- [Text provided]
○ ○ ○ ○

As head of the Canadian Medical Association, the longtime public leader is making a difference at the national level.
by Iris Winston
Alex Munter has been serving the community throughout his working life. Now, as head of the Canadian Medical Association (CMA), he has moved to the national stage.
“In many ways, my new job has a similar issue set, although I am dealing at the policy and system level more than on the front line,” he says. “But it’s still about protecting the health-care system. It’s exciting using my brain in a different way to try to solve the same kinds of problems I’ve worked on for a long time.”
This national role follows his 13 years as president and chief executive officer (CEO) at the Children’s Hospital of Eastern Ontario (CHEO). Although Alex has said that “understaying your welcome is part of leadership,” in a farewell letter to CHEO staff in the fall of 2024, he admitted having mixed feelings about leaving.
When he first started at the children’s hospital in Ottawa, he recalls, “I went around meeting people to see their work.” That included spending time with staff in the kitchen, far away from patient rooms. “I was struck by the amount of pride the kitchen staff had in their contribution to the well-being of the kids. They rightly saw themselves as part of the health-care team.
“I had versions of that experience almost every day of my 13 years,” he points out, acknowledging he learned from it: “Taking care of the youngest among us is a moral imperative and the definition of community building.”
At CHEO, he was noteworthy for circulating among patients, their families and hospital staff. “Any time I felt ground down by the bureaucracy with meeting after meeting, I’d go upstairs to one of the units and talk to staff and the families of patients to remind me what it’s all about,” he says. “When thinking about programs or budgets on an organization-wide level, it’s really important to understand how it feels and is heard on the front lines.”
It is safe to say that meeting Alex also recharged those who came in contact with him. He could be spending a day in a wheelchair to gain experience on how kids coped with the confinement, meeting youth with mental health challenges or taking food and water to tired staff during assorted health crises.
Alex is happy to be a member of the sandwich generation—literally. He lives with his immediate family on the middle floor of a multi-generational
household, with his father-in-law on the floor above and his parents on the floor below.
That hands-on approach has necessarily changed for his current position helming the CMA, the nation’s largest advocacy group for medical doctors. With more than 68,000 members, its mission is “to advance the needs and interests of Canada’s physicians to maximize professional fulfillment and optimize patient care.”
“The CMA has a different kind of impact,” he explains, noting that the emphasis now is on trying to change the system to ensure that everyone has access to primary care. “That’s especially important for seniors who often have more trouble navigating a very complex system on their own at the very time their needs may be increasing.”
Alex has decades of experience in creating change. He served on Kanata, Ottawa Regional and Ottawa City councils for more than a dozen years before moving into administration with the Champlain Local Health Integration Network, the Youth Services Bureau and CHEO. “My entire career was at the local service-delivery level before going to the CMA. Now, at the national level, the CMA is focused on finding solutions for the most vexing problems in the health-care system. I hope that my firsthand experience of those problems can be helpful.”

○ ○ ○ ○

- [Input data]
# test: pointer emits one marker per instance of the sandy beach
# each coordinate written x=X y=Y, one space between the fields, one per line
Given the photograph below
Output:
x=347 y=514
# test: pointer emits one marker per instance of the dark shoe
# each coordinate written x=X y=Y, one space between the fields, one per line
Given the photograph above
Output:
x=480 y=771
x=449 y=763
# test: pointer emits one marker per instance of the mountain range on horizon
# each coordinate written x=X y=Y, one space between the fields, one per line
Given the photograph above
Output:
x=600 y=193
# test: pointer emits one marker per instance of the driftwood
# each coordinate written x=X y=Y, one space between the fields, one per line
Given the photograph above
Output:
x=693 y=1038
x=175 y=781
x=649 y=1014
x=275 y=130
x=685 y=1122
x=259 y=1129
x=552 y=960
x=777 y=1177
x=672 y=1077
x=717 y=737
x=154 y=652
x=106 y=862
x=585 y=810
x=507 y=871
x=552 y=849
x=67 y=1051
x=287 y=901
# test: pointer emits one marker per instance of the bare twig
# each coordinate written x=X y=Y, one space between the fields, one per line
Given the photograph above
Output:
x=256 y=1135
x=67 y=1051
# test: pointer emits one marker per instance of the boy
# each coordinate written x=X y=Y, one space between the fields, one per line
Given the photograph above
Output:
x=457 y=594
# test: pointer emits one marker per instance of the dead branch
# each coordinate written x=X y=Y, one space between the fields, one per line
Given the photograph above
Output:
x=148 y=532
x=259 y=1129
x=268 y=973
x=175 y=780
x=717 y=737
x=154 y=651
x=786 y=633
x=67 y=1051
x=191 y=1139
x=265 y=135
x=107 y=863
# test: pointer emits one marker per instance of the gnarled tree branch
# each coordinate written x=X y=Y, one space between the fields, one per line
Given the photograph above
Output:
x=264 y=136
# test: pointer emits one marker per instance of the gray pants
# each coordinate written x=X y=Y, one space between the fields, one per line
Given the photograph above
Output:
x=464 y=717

○ ○ ○ ○

- [Questions on the material]
• 1. Repeat word for word everything in the Alex Munter profile from "This national role" down to "feelings about leaving.".
• 2. Shorten the paragraph of the Alex Munter profile that opens "At CHEO, he was noteworthy", keeping its main facts.

- [Solutions by task]
• 1.
This national role follows his 13 years as president and chief executive officer (CEO) at the Children’s Hospital of Eastern Ontario (CHEO). Although Alex has said that “understaying your welcome is part of leadership,” in a farewell letter to CHEO staff in the fall of 2024, he admitted having mixed feelings about leaving.

• 2. At CHEO, Alex was known for moving among patients, families and staff. Whenever endless meetings and bureaucracy wore him down, he went up to a unit to talk with staff and patients' families as a reminder of what mattered. He says that when weighing programs or budgets across the whole organization, it is vital to understand how they feel and are heard on the front lines.